Il lenzuolo ricamato da Ida Testa

In pochissimo tempo l’esperienza è passata dal primo lenzuolo titolato Genogramma – Il Lenzuolo della Sorellanza, su cui la stessa Silvia ha ricamato 83 nomi di donne per raccontare come «siamo tutti uniti da un’unica antica radice e che liberando una donna siamo liberi tutti!», agli oltre 100 lenzuoli ricamati da migliaia di persone in Italia e nel mondo. Tra questi anche i due Lenzuoli realizzati presso il museo MADRE di Napoli, per il work shop “MeM – Me e Madre” – con il progetto didattico “io sono Felice”, dedicato all’integrazione sociale e promosso dalla Fondazione Donnaregina per le arti contemporanee.

L’occorrente

Per realizzare uno di questi lavori è sufficiente un lenzuolo bianco, preferibilmente matrimoniale, ago e filo rosso, dare un titolo ed iniziare a ricamare i nomi. Non è importante saper ricamare. È importante essere insieme: «Regalandoci il tempo ed entrando in contatto con chi ricama ora, ha ricamato prima e ricamerà dopo di noi». Il ricamo come pratica di condivisione e meditazione una sorta di preghiera collettiva che affonda le sue radici in attività antiche e comuni a diverse culture nel mondo. Lo stesso filo rosso si ritrova spesso e in diverse contesti per utilizzi pratici e rituali.

Un’operazione quella di Silvia Capiluppi che presuppone la creazione di “reti solidali” e che a me pare un’attività nata per donare più che per ricevere. Arte che aggiunge e non sottrae, ed offre alla collettività, in particolare alle donne, uno spazio di consapevolezza e benessere, recuperando un’attività antica e spesso snobbata come molte attività femminili, il ricamo, ricca di implicazioni inaspettate.

Il lockdown non spaventa

Silvia Capiluppi

Questo Filo rosso non si ferma neppure durante il Lookdown. In questi giorni in occasione della Festa della donna, le vie di Bormio ospitano l’esposizione “LenzuoliSOSpesi” e diversi sono stati i lenzuoli ricamati in questo periodo difficile. Oltre ai nomi sono comparse parole di speranza che hanno contribuito attraverso la pratica del ricamo a sciogliere un po’ della paura accumulata durante la pandemia.

L’immagine che mi rimanda questo lavoro collettivo è quella delle mani che toccano il lenzuolo bianco, il respiro dei partecipanti che si fa più lento e su quello spazio vuoto ci si ritrova.

«Un momento magico» lo definisce l’artista, un luogo dove cercare il proprio posto, in mezzo agli altri, per ricamare il proprio nome o quello di una madre, una sorella, un’amica. Un gesto che nella sua semplicità diventa una traccia potente che unisce in forza dell’amore.

Oltre il progetto artistico

Oltre che il suo progetto artistico Silvia sostiene anche altre iniziative lodevoli, promuovendole nella rete di persone che partecipano alla creazione dei Lenzuoli. In particolare mi piace ricordare le coperte dell’abbraccio per Milano, e le coperte della mamma per la Comunità di Sant’Egidio. Tante persone che da tutta l’Italia inviano dei pezzi di coperta, delle mattonelle 50×50 centimetri, interamente realizzati a mano che poi saranno assemblate e donate.

Dati sulle espressioni referenziali
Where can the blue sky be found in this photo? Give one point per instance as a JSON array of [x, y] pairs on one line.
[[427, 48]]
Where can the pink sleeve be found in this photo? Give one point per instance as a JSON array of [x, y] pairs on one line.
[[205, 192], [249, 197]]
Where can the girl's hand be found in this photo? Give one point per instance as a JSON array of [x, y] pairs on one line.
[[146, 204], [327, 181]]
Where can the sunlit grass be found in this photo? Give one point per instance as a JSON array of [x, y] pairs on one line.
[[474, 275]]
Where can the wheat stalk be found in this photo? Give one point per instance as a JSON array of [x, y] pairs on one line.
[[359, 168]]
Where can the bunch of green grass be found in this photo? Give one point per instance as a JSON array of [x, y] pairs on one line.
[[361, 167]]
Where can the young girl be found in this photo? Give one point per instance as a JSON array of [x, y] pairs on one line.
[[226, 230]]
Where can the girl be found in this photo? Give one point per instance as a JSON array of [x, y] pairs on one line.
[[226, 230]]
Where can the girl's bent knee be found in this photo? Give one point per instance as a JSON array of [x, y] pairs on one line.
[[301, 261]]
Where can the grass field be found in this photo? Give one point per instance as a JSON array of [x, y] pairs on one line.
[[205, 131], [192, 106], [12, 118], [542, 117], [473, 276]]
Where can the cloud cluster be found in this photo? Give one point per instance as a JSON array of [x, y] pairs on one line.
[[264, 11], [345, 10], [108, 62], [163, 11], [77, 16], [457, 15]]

--

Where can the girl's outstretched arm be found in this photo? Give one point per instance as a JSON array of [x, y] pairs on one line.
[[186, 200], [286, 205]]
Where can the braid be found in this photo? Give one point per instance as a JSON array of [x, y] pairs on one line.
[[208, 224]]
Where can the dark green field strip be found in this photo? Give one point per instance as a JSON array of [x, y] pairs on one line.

# CONSEGNA
Ricopia senza alcuna modifica, dal testo sui lenzuoli ricamati, tutto ciò che va da "Questo Filo rosso" fino a "durante la pandemia.".

# RISPOSTA ALL'ESERCIZIO
Questo Filo rosso non si ferma neppure durante il Lookdown. In questi giorni in occasione della Festa della donna, le vie di Bormio ospitano l’esposizione “LenzuoliSOSpesi” e diversi sono stati i lenzuoli ricamati in questo periodo difficile. Oltre ai nomi sono comparse parole di speranza che hanno contribuito attraverso la pratica del ricamo a sciogliere un po’ della paura accumulata durante la pandemia.